Written instruction →
Extract every row below that contains the word "jersey", copying each one in full.

Supplied entries →
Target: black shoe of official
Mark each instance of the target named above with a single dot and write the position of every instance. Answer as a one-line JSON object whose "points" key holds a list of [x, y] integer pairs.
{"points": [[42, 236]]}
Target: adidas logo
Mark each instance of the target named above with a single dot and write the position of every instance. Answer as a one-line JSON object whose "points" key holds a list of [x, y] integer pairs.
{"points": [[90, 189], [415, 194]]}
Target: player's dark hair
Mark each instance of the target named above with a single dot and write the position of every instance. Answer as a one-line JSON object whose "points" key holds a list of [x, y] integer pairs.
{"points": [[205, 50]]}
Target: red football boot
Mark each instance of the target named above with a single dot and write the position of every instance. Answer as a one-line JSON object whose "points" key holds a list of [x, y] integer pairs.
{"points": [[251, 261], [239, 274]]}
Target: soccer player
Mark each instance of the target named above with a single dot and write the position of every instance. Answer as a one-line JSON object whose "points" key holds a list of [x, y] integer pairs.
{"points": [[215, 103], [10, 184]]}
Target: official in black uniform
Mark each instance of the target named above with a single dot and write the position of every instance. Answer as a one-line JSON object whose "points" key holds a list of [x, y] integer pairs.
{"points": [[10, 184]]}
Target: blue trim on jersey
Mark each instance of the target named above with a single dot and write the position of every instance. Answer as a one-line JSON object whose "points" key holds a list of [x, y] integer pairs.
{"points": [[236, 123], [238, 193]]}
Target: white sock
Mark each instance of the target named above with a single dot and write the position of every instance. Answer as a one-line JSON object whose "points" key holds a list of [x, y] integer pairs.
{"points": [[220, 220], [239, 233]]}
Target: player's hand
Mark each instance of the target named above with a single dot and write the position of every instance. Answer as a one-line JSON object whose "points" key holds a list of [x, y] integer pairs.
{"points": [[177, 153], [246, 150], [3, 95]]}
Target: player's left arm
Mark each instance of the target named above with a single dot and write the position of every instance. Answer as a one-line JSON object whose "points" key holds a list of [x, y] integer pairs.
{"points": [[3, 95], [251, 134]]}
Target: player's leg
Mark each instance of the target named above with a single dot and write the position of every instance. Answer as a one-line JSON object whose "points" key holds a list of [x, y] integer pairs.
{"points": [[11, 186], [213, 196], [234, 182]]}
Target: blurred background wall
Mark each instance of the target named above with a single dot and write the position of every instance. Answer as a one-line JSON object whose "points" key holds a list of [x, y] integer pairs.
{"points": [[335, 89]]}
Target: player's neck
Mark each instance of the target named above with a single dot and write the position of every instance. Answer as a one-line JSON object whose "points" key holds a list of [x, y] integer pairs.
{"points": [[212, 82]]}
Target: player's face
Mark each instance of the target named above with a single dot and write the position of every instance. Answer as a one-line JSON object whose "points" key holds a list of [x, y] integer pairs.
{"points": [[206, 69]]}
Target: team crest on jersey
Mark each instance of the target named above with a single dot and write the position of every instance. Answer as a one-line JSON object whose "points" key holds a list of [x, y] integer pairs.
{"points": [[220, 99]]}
* * *
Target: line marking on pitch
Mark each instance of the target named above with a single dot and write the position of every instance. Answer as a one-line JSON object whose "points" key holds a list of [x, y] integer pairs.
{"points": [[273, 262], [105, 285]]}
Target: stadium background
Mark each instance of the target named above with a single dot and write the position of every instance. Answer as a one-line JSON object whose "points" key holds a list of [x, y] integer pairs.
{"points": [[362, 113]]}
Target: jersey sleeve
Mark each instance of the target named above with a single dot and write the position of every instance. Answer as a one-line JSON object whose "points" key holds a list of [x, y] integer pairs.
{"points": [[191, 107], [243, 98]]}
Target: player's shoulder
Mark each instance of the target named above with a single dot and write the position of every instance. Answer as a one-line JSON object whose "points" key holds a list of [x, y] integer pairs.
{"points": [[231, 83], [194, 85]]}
...
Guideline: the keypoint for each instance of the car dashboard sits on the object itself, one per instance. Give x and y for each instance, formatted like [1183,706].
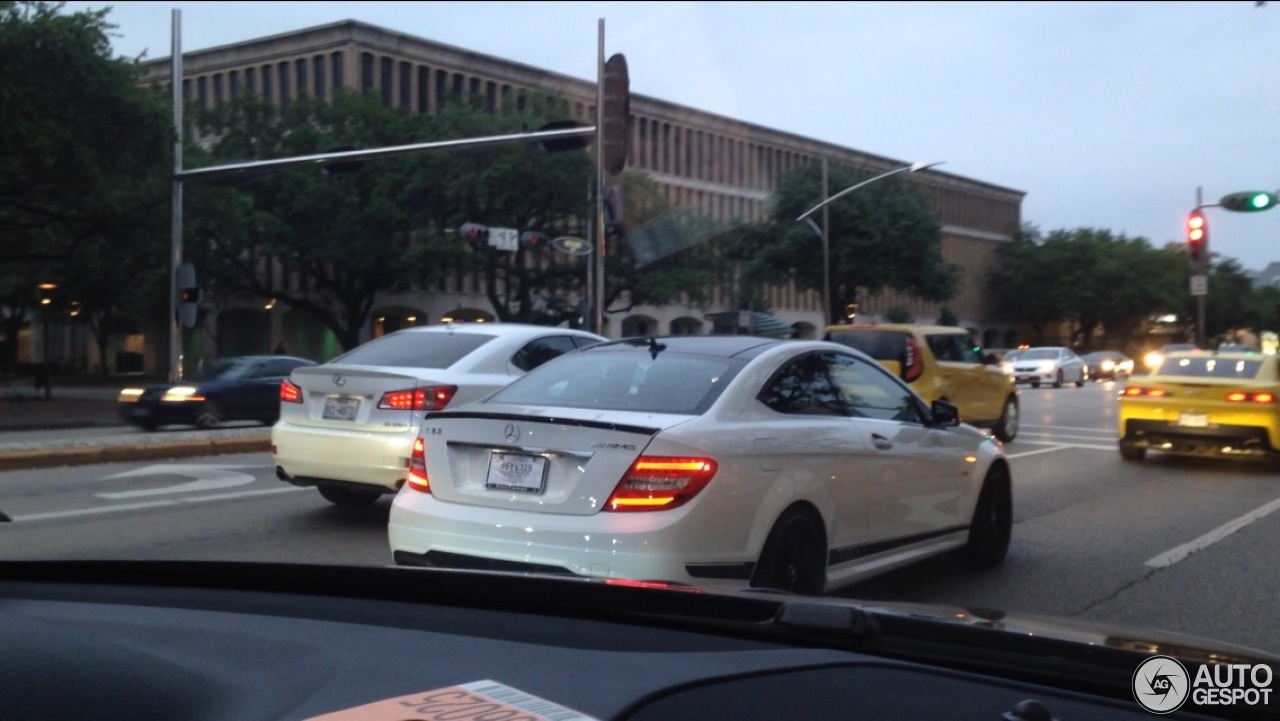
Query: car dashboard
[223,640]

Final answer →
Target: blue trim on jersey
Target: team crest on jersey
Target: jersey sleeve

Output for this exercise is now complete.